● **Assigned task**
For the entries below, repeat exactly each line starting with the one that contains "Where can the car rear tire" and going on through the one that contains "Where can the pedestrian", and no others.

(Stored items from a collection)
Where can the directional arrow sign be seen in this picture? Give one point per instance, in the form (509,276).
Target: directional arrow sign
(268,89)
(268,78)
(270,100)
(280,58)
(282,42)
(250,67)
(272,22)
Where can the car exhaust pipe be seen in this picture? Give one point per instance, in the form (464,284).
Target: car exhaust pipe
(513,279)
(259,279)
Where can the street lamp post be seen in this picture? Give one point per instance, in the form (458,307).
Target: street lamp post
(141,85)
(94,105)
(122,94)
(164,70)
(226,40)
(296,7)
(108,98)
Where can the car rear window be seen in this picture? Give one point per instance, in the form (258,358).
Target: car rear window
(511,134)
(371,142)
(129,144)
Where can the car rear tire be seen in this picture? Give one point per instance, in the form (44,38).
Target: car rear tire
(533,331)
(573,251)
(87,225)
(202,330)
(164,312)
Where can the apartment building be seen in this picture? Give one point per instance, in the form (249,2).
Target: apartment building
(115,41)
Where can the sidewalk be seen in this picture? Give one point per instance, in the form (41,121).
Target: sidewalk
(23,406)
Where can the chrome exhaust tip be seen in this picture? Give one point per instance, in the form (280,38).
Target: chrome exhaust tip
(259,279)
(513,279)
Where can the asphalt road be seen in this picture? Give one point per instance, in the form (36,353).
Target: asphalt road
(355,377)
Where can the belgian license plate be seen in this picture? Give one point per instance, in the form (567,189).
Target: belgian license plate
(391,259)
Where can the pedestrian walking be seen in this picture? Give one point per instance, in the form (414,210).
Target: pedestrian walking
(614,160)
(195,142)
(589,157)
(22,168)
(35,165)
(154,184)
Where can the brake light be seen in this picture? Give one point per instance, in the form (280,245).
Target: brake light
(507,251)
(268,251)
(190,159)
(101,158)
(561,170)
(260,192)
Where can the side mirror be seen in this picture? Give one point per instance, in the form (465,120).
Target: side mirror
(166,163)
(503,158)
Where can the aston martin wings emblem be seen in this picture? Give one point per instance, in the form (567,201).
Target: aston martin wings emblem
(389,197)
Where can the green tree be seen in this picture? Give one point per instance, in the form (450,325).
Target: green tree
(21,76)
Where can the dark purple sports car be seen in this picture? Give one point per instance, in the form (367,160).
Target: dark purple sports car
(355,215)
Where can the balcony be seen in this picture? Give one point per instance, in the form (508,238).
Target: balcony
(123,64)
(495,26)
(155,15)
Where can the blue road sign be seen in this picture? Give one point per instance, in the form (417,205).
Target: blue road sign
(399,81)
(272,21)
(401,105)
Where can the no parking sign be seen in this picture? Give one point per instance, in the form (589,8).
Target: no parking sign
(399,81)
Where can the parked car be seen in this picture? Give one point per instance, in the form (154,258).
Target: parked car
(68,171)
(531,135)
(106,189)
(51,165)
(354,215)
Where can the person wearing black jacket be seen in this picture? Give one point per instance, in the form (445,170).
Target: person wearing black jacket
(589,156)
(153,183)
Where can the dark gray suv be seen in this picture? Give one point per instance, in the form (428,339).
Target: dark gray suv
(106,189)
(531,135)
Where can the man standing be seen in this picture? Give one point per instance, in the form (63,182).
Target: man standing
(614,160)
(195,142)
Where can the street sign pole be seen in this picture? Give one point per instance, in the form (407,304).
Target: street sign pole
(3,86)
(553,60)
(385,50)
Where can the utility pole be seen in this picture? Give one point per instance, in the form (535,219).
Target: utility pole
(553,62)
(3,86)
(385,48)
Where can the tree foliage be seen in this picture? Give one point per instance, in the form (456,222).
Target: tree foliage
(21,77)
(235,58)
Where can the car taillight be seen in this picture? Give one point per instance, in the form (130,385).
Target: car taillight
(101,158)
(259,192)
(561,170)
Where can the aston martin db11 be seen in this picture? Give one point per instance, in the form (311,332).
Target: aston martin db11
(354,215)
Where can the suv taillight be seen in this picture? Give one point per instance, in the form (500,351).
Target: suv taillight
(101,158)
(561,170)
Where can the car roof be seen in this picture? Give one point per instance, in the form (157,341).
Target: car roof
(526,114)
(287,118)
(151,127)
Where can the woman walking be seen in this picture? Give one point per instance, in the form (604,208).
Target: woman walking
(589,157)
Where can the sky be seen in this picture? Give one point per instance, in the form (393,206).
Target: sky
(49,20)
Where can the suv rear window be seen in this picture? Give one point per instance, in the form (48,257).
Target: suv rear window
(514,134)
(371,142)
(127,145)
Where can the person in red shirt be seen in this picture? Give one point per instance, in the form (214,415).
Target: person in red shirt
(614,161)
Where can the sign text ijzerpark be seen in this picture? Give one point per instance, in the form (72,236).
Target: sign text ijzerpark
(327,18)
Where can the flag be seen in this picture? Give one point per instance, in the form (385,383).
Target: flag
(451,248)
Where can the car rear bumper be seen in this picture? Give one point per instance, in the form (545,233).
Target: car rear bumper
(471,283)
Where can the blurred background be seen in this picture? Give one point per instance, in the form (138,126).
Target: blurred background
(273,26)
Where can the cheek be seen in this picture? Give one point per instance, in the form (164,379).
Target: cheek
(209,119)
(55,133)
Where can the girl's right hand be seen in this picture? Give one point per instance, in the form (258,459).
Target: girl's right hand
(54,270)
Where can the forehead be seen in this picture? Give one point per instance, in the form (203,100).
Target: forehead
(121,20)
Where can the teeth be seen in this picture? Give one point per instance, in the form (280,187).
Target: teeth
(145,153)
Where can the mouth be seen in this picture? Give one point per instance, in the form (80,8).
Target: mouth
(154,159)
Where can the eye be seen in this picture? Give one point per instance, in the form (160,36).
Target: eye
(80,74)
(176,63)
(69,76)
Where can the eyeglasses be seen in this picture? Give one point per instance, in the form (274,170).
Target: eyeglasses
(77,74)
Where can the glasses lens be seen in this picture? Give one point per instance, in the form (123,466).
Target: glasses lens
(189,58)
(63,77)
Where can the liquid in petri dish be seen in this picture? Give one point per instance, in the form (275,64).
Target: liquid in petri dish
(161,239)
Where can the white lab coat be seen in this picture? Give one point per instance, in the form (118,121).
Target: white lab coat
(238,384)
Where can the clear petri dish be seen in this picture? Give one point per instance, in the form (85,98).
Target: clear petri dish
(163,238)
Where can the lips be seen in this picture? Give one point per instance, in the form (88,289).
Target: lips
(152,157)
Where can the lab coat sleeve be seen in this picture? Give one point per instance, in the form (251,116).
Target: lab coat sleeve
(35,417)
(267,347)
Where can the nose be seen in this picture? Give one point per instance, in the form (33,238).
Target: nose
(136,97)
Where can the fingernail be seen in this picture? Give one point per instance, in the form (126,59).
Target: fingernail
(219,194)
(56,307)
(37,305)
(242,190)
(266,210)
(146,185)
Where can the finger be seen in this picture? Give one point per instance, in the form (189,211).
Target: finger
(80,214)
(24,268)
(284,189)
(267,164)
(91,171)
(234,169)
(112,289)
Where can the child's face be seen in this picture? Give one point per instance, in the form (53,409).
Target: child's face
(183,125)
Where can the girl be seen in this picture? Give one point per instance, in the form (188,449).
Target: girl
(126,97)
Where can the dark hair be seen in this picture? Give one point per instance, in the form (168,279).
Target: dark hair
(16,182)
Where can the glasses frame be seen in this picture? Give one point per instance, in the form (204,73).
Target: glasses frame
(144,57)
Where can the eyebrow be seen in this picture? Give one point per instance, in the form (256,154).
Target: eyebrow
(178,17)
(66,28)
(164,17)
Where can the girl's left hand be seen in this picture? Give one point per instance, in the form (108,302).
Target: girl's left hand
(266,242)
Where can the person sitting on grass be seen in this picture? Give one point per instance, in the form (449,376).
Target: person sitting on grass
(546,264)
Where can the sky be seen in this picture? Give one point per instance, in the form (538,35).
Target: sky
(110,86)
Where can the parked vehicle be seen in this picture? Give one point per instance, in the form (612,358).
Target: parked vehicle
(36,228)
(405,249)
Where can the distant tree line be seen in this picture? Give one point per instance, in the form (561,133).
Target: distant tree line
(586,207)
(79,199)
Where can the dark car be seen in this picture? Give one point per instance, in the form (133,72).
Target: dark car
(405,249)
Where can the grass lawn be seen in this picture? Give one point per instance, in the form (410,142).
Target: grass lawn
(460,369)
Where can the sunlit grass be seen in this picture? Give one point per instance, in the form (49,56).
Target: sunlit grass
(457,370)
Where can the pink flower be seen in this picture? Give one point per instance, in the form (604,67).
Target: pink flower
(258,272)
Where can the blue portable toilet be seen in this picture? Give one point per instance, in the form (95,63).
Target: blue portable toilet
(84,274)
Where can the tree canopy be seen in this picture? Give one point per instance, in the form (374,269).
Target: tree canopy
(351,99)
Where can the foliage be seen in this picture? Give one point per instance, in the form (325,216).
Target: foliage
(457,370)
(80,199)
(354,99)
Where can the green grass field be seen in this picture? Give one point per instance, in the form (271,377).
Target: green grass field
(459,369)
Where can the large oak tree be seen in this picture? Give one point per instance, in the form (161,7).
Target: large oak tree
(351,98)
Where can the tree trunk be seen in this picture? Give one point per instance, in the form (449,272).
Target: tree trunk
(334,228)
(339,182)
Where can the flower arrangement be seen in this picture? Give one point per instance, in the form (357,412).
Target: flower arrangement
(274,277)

● **Exercise answer**
Where can the car rear tire be seen in this picture? Give one point per instance, in the form (44,38).
Target: car rear tire
(533,331)
(573,251)
(87,225)
(202,330)
(164,312)
Where can the apartment building be seen in this picture? Give one point per instance, in the form (249,2).
Target: apartment building
(115,41)
Where can the sidewalk be seen in this picture? Give one point per instance, in the form (41,121).
Target: sidewalk
(23,406)
Where can the chrome exhaust tip be seen in this picture? Give one point per instance, in the form (280,38).
Target: chrome exhaust tip
(259,279)
(513,279)
Where can the asphalt road be seen in this picture? Give one point per instance, in the form (36,353).
Target: asphalt road
(355,377)
Where can the belgian license plate be seen in this picture? Give one point per instance, in the form (567,189).
Target: belgian license plate
(391,259)
Where can the pedestrian walking be seen in this picture? Give one point per instance, in the form (414,210).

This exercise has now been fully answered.